## WHAT THE TASK ASKS:
Copy out each line of the items below in which the word "floor" appears.

## EXCERPTED RECORDS:
* * * *

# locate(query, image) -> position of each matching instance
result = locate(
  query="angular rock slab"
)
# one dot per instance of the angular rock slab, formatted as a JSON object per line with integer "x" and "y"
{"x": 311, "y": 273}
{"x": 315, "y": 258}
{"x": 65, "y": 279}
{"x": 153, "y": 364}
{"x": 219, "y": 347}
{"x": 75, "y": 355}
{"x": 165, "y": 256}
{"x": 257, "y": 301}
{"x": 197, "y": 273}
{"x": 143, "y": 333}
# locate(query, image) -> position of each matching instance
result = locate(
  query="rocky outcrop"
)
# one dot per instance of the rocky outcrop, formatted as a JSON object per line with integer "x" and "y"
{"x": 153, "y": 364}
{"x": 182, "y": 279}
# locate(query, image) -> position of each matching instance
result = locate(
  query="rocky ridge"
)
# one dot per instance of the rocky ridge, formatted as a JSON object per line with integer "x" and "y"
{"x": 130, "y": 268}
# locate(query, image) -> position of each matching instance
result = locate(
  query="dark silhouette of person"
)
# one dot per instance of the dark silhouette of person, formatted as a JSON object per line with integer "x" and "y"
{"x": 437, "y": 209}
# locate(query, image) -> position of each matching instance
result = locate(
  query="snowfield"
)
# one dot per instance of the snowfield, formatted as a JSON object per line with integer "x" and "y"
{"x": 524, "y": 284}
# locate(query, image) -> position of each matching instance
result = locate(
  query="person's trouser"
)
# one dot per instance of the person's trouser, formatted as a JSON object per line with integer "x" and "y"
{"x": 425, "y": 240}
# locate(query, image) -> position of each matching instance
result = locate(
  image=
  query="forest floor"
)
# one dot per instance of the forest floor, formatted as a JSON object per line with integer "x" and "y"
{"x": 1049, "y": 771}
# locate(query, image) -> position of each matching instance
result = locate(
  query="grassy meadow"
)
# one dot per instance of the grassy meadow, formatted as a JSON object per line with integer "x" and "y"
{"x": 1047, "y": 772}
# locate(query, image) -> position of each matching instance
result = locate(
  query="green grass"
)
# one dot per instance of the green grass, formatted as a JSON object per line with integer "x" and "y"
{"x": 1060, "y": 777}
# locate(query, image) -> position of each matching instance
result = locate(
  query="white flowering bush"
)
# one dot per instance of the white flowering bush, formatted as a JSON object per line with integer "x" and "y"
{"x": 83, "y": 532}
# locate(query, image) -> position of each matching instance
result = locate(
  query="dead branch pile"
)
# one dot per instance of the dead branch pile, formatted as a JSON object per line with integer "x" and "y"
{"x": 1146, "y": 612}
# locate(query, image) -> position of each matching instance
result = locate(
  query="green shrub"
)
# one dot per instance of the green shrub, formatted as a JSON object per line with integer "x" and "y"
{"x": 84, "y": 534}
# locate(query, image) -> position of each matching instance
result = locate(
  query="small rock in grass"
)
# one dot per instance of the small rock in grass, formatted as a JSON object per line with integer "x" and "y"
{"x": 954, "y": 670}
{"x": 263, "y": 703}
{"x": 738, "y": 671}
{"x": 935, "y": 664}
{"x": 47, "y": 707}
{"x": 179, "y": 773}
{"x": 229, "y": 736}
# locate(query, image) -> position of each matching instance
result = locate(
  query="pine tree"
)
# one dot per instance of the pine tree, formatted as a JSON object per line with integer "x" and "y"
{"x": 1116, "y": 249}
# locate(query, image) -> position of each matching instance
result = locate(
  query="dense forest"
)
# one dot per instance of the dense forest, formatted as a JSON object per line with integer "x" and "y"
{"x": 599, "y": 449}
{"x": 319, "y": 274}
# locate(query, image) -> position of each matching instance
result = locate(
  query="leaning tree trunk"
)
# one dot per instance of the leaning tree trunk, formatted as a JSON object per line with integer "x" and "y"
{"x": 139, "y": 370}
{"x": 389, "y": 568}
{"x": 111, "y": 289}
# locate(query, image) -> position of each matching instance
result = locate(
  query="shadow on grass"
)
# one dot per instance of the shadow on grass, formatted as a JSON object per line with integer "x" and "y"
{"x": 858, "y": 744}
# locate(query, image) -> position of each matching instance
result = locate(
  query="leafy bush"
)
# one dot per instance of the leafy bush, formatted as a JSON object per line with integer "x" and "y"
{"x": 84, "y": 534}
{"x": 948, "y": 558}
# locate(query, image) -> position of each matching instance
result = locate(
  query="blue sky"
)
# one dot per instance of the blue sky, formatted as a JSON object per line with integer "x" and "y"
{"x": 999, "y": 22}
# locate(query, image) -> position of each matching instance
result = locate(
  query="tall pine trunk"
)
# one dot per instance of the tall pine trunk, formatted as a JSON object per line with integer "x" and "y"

* * * *

## SOLUTION TO THIS PROBLEM:
  query="forest floor"
# one dot per instance of the forest floor, formatted as a JSON object per line with integer "x" and "y"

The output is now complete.